LISTA DE ACTIVIDADES
a – Indica si cada afirmación concuerda con el texto sobre el apagón y cita las palabras que lo deciden: (i) el supermercado tenía luz gracias a generadores comprados después de la pandemia; (ii) a quien narra le dio tiempo a comer las galletitas de sésamo y centeno; (iii) la industria farmacéutica saldría ganando si desapareciera la enfermedad mental.
b – Copia del texto sobre el apagón el fragmento que empieza en "Cuando se reestableció" y termina en "evaporado para siempre?", y sustituye "obra de teatro" por "novela corta".

TEXTO PROPUESTO
· · · · · · ·

Por la tarde me acerqué al único supermercado con luz en Avilés. Según me explicó el vigilante de seguridad, tras la pandemia, invirtieron mucho dinero en generadores autónomos. Ya sabes, me dijo, por si acaso y tal. Me encontré estanterías vacías, cajeras con los nervios en carne viva, clientes bugueados preguntando por quinta vez si quedaba pan y si hornea rían más antes de bajar la persiana. En fin, lo que viene siendo un déjà vu de las horas previas al confinamiento.
Cuando se reestableció la energía, ya en casa, frustrado porque ni me dio tiempo a comer las galletitas de sésamo y centeno en las que nadie más parecía estar interesado en el súper, se me ocurrió una premisa para una obra de teatro. ¿Qué pasaría si tras un apagón inexplicable cualquier rastro de enfermedad mental o padecimiento psíquico se hubiera evaporado para siempre?
El derrumbe sería multimillonario. Empezando por la industria farmacéutica. Perdería billones en capitalización bursátil debido a un modelo de negocio basado en la recurrencia del síntoma. Sin pacientes crónicos no hay mercado. Al mismo tiempo, el engranaje productivo, acostumbrado a apretar las tuercas a los trabajadores con el miedo al despido, crujiría como un motor sin aceite. Evaporadas la angustia y el miedo, la gente descubriría que trabajaba para que la rueda del capital y el consumo siguiera girando, cada vez más enfermos, y no por vocación o realización personal.

· · · · · · ·

[Datos de señalamiento mediante expresiones referenciales]
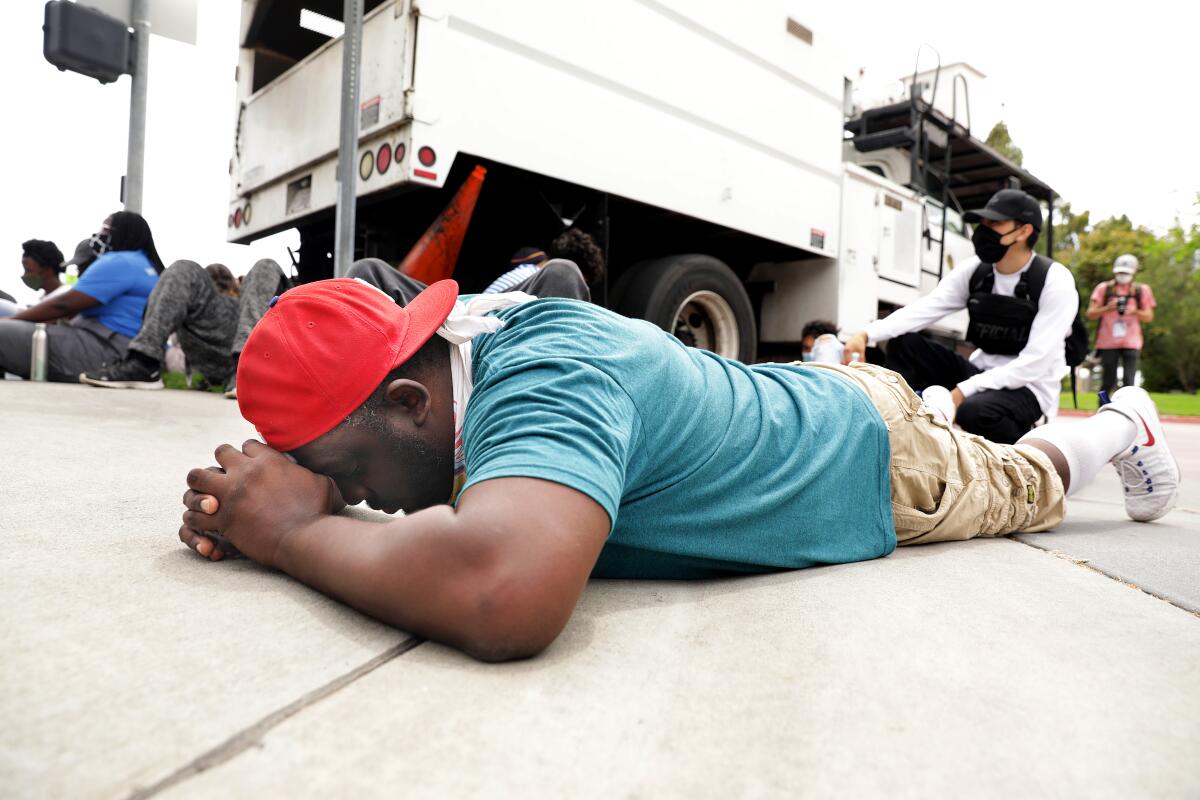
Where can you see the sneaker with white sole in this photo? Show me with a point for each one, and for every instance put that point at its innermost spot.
(1150, 473)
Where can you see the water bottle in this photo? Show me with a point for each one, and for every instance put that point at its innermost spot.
(37, 358)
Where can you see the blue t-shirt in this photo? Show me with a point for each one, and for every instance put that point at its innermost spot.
(120, 281)
(705, 465)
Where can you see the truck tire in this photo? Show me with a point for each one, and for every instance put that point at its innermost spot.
(697, 299)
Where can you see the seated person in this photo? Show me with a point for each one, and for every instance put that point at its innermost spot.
(211, 326)
(571, 441)
(107, 304)
(1021, 308)
(223, 280)
(42, 262)
(9, 305)
(574, 264)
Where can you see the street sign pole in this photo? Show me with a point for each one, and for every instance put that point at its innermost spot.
(136, 157)
(348, 143)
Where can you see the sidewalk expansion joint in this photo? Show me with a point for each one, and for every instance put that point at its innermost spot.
(1116, 578)
(253, 735)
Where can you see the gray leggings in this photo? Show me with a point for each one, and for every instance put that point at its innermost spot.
(211, 326)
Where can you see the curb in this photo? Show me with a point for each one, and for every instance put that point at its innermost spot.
(1182, 420)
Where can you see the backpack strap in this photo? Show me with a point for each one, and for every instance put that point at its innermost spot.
(1036, 277)
(982, 280)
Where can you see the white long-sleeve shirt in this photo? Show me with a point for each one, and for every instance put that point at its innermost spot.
(1039, 366)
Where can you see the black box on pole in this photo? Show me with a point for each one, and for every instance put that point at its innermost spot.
(87, 41)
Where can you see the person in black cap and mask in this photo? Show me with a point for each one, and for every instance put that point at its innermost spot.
(1021, 308)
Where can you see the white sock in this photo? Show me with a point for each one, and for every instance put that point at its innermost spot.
(1087, 445)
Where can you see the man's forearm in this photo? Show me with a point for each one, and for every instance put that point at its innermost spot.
(419, 573)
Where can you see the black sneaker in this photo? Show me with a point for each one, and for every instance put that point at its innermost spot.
(127, 373)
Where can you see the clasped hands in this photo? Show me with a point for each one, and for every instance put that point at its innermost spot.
(251, 503)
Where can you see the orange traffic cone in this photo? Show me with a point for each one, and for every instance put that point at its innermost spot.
(435, 256)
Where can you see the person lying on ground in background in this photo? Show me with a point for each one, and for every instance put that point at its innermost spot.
(535, 443)
(1014, 377)
(211, 326)
(819, 342)
(107, 304)
(575, 263)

· · · · · · ·

LISTA DE RESPUESTAS
a –
(i) Sí: "tras la pandemia, invirtieron mucho dinero en generadores autónomos".
(ii) No: "ni me dio tiempo a comer las galletitas de sésamo y centeno".
(iii) No: "Perdería billones en capitalización bursátil".

b –
Cuando se reestableció la energía, ya en casa, frustrado porque ni me dio tiempo a comer las galletitas de sésamo y centeno en las que nadie más parecía estar interesado en el súper, se me ocurrió una premisa para una novela corta. ¿Qué pasaría si tras un apagón inexplicable cualquier rastro de enfermedad mental o padecimiento psíquico se hubiera evaporado para siempre?